◆ Text shown:
══════

“Food is Community”: Giving Back Through Gardening with Willow Kaukanon

Willow Kaukanon has many years of farming under her belt but in her role managing the Government House Victory Over COVID Garden, she’s encountered a new experience: frequent conversations.

“Normally as a farmer, you’re alone in a field,” Willow explains, “it’s quiet, you’re plugging away. But here at the fence line, people stop all the time to chat and ask questions.”

The Victory Over COVID Garden is located in a sunny corner on the Government House grounds, en route to the Cary Castle Mews and Rudi’s Tea Room. It’s an ideal spot for a vegetable garden, south facing with plenty of sunshine, even if the wind off the Juan de Fuca strait can be a bit gusty.

The garden, inspired by the Victory Gardens planted across Canada during the First and Second World Wars, aims to provide fresh food to the most vulnerable in our local communities. In mid-April, Willow joined the project; a week later, ground was broken and compost laid. From there, the soil was tilled, irrigation installed and the first crops began to sprout by mid-May.

Willow got her start in farming when her and her partner transformed an acre of hay field in Cobble Hill into a vegetable garden. They sold their wares at a few markets a week, added lamb, chicken and rabbit, and hosted WOOFers (travelers who work on farms in exchange for room and board). Edible landscapes are something about which Willow is passionate.

“Food is community,” Willow says, “the importance of growing local is high on my priority list. With all of the weather effects happening around climate, the need for shipping and fuel— I think it’s important to transform some of our green spaces to produce food for ourselves and for our neighbours. This garden is 2500 square feet and we’re feeding multiple families. If you had even a quarter of this, you could feed yourself and your neighbours.”

So far she’s pleased with the successes of the Victory Over COVID Garden. There’s a distinct lack of pests, due to the manicured nature of the Government House grounds, and the care they’ve taken with preparing the soil has yielded fantastic results (she cites a recently harvested gigantic beet as a particular point of pride).

══════

◆ Data listing:
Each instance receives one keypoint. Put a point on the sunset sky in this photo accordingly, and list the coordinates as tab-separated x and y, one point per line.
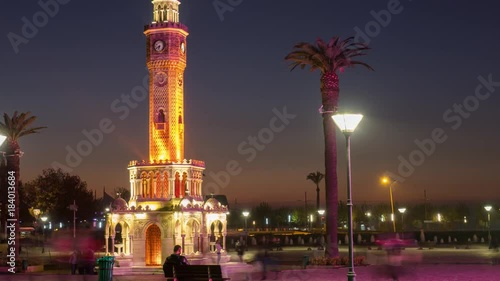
432	99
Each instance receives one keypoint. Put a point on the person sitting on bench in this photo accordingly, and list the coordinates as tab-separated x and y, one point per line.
176	258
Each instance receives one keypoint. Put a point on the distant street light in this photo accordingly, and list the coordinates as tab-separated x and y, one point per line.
488	209
245	215
386	180
402	211
347	123
74	208
321	213
44	219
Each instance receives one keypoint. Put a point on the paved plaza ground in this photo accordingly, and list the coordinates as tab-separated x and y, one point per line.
445	272
439	264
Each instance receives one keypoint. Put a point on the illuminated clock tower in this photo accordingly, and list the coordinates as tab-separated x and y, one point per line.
166	205
166	61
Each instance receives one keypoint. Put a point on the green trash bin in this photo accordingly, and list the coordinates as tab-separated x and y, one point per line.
106	268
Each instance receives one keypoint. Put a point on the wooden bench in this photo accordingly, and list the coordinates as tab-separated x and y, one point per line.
193	272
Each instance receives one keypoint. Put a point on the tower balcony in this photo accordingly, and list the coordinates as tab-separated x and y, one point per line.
190	162
159	25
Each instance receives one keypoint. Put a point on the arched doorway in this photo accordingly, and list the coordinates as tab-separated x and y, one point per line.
153	245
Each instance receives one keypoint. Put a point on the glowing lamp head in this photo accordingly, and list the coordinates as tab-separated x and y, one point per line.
347	123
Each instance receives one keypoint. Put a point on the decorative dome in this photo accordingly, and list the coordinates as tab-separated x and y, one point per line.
119	204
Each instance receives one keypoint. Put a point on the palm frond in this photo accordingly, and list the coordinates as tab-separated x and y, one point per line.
331	57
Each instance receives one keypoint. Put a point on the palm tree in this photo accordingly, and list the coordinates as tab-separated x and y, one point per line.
14	128
316	178
329	59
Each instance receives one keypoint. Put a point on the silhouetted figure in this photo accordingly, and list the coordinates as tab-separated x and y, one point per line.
174	259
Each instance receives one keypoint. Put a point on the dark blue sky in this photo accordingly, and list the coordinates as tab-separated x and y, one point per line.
427	58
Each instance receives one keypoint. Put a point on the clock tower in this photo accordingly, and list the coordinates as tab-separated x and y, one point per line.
166	61
167	206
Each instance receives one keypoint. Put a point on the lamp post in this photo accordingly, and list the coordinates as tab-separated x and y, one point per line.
245	215
74	208
488	209
347	123
386	180
44	219
402	211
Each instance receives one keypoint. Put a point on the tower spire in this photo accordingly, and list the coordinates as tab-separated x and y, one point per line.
166	11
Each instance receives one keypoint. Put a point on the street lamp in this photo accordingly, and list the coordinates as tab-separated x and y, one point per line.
387	180
402	211
488	209
245	214
321	213
347	123
44	219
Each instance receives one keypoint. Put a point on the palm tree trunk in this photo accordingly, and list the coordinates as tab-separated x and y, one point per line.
329	95
3	194
12	174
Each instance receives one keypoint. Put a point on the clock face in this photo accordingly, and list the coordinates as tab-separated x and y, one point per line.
161	78
159	45
183	47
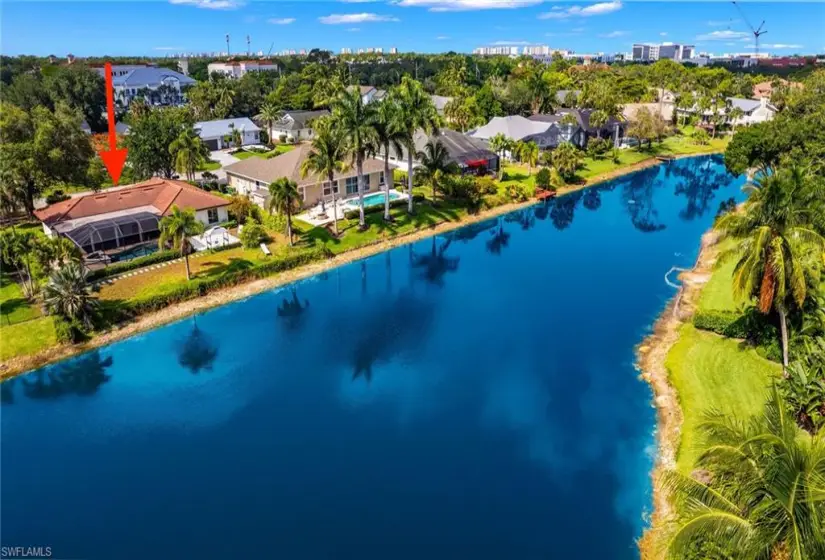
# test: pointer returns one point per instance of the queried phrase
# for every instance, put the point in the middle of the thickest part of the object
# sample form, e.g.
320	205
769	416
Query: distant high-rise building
649	52
496	50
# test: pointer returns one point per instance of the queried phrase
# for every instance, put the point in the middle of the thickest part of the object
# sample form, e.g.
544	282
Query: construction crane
757	32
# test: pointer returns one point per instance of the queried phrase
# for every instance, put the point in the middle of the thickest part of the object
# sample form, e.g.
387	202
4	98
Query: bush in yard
544	178
597	147
252	234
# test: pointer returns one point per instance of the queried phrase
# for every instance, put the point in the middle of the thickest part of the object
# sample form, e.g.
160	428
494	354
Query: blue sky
159	27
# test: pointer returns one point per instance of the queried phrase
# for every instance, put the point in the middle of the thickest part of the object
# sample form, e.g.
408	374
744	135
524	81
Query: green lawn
26	338
711	372
276	151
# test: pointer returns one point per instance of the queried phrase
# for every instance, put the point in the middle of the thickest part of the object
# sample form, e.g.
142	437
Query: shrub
543	178
202	286
126	266
252	234
56	195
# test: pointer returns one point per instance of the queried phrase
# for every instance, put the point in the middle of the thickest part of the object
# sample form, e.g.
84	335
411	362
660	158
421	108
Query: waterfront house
252	177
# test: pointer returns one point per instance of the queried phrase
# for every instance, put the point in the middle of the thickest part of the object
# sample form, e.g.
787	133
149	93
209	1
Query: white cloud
597	9
725	35
466	5
337	19
211	4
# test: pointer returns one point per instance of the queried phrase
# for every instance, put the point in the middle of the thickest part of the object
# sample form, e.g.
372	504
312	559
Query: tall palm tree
355	119
417	113
780	244
530	155
190	153
388	136
765	499
67	294
176	228
268	115
284	198
435	163
328	155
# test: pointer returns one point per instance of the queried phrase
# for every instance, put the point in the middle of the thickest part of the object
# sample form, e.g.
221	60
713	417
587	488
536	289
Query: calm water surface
469	396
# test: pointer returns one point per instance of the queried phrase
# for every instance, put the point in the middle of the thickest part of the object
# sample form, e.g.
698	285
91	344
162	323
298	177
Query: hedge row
727	323
203	286
126	266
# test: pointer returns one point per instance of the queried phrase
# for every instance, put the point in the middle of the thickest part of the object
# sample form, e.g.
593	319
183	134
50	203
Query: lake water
469	396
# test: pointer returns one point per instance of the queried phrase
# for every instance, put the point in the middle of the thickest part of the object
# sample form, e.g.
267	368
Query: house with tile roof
217	134
296	125
159	86
122	216
252	177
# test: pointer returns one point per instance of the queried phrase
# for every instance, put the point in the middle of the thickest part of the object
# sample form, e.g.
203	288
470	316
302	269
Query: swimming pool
471	395
135	252
374	199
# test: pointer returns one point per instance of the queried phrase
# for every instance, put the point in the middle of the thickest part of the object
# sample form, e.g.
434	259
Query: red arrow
114	158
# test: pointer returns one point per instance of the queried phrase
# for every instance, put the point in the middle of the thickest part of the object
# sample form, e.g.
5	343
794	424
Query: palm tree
67	294
190	153
176	227
530	155
435	162
780	244
354	119
499	144
765	499
326	158
388	135
417	113
269	114
284	198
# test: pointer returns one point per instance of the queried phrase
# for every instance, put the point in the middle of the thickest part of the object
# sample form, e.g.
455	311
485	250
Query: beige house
252	177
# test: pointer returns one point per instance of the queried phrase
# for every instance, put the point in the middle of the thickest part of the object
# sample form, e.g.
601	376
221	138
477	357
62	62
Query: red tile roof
162	194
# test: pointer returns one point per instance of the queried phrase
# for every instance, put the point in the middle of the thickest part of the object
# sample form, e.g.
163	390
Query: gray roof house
297	125
467	152
215	133
160	86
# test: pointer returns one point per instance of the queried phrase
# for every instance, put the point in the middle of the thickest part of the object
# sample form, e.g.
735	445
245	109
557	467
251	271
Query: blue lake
468	396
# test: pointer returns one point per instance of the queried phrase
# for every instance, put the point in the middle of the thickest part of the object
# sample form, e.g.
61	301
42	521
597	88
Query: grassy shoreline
21	364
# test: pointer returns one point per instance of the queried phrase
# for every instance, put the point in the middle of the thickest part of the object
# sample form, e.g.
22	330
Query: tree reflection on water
79	376
198	351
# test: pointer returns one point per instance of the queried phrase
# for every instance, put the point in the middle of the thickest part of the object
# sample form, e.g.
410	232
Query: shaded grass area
14	308
27	338
710	372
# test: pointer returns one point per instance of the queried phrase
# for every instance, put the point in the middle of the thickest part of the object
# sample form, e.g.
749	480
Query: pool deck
342	206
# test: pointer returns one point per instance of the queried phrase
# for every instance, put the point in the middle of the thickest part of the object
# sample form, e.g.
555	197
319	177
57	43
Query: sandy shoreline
651	356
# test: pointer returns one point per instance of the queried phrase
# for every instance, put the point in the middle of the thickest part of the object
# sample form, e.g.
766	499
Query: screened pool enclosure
114	231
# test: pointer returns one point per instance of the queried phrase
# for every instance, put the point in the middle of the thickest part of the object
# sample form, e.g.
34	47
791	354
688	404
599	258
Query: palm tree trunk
359	169
783	327
387	182
334	205
186	260
410	172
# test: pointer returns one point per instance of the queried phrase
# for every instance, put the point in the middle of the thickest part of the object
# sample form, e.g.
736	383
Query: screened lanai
112	231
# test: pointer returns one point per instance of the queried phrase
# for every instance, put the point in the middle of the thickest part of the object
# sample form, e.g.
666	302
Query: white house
296	125
159	86
241	68
216	134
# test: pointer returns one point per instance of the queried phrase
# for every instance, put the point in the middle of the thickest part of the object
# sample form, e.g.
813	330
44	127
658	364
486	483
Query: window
352	185
328	190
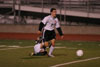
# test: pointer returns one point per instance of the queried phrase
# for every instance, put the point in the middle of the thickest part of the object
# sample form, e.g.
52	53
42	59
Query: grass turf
20	58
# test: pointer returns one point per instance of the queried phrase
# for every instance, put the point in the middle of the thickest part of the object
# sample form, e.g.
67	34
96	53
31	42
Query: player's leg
52	48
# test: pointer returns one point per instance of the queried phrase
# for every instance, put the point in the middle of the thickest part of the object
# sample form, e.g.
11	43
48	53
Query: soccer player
38	48
47	26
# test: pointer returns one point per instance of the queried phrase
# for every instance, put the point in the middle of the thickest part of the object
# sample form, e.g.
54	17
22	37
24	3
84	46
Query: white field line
16	48
73	62
23	47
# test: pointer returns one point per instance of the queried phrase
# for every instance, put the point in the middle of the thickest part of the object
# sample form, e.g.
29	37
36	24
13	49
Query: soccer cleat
51	55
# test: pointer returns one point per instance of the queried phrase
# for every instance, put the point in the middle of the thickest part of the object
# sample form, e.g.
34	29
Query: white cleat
51	55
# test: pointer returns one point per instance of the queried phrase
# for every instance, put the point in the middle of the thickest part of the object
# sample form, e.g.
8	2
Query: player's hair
52	9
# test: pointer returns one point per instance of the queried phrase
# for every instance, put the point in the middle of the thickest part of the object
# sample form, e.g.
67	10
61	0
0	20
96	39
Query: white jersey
37	48
50	23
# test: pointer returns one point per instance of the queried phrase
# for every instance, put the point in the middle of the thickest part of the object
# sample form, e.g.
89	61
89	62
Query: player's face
53	13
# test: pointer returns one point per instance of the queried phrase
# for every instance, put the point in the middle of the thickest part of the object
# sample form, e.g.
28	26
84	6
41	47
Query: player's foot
51	55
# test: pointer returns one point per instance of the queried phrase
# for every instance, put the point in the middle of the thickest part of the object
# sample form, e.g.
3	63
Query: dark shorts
41	53
49	35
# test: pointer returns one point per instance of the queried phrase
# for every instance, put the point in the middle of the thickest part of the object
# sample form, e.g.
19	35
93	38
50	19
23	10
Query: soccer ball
79	53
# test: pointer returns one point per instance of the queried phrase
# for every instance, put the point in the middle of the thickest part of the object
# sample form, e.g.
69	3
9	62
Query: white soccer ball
79	53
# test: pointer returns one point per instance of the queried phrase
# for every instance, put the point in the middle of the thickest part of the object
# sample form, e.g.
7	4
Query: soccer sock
51	50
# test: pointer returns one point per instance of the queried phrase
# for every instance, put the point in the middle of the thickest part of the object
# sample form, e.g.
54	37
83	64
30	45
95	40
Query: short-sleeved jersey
50	23
37	48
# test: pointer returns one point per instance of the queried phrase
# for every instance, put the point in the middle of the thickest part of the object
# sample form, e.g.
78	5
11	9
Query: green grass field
15	53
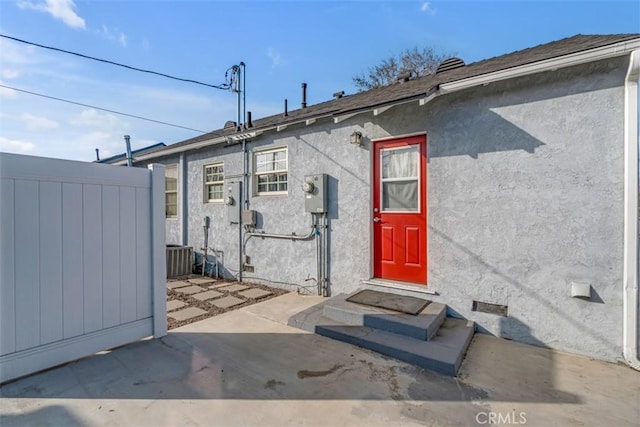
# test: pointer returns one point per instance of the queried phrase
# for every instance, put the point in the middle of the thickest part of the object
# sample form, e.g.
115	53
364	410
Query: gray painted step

══════

◆ Task requirements:
A) Reproduce the passage of the Willow Kaukanon profile starting with "So far she’s" and going on through "point of pride).".
B) Name the animals that, according to the Willow Kaukanon profile, Willow and her partner added to their vegetable business in Cobble Hill.
C) Carry the Willow Kaukanon profile forward from its final sentence, following its subject and tone.

◆ Task-by-task answers:
A)
So far she’s pleased with the successes of the Victory Over COVID Garden. There’s a distinct lack of pests, due to the manicured nature of the Government House grounds, and the care they’ve taken with preparing the soil has yielded fantastic results (she cites a recently harvested gigantic beet as a particular point of pride).

B) Lamb, chicken and rabbit.

C)
Willow comes by three days a week to do a little upkeep and future planning, but aside from a few extra hands on harvest days, she emphasizes how little is required once the garden is established. She guesses the Victory Over COVID Garden will yield at least a few thousand pounds of food this season (a particularly bushy patch of potatoes produced 435 pounds of spuds alone). Winter will bring a new cycle of crops, such as broccoli, kohlrabi, leeks, garlic and beets.

Willow encourages those interested in starting their own edible landscapes to check out Get Growing Victoria, a City of Victoria-led initiative supporting community resilience, food security and learning how to grow food at home. Even if you’re not looking to feed a family with your plot, the benefits of gardening can go beyond COVID.

“It’s good for mental health too,” Willow says, “Getting yourself out into the soil, tying yourself to the cycles of what’s going on. It can connect you, make you feel more grounded and in tune with what’s here now.”

While the Victory Over COVID Garden is currently producing bountiful harvests, Willow stresses it’s important not to forget that food insecurity existed before COVID: “It will continue to be here after this wave and the next.”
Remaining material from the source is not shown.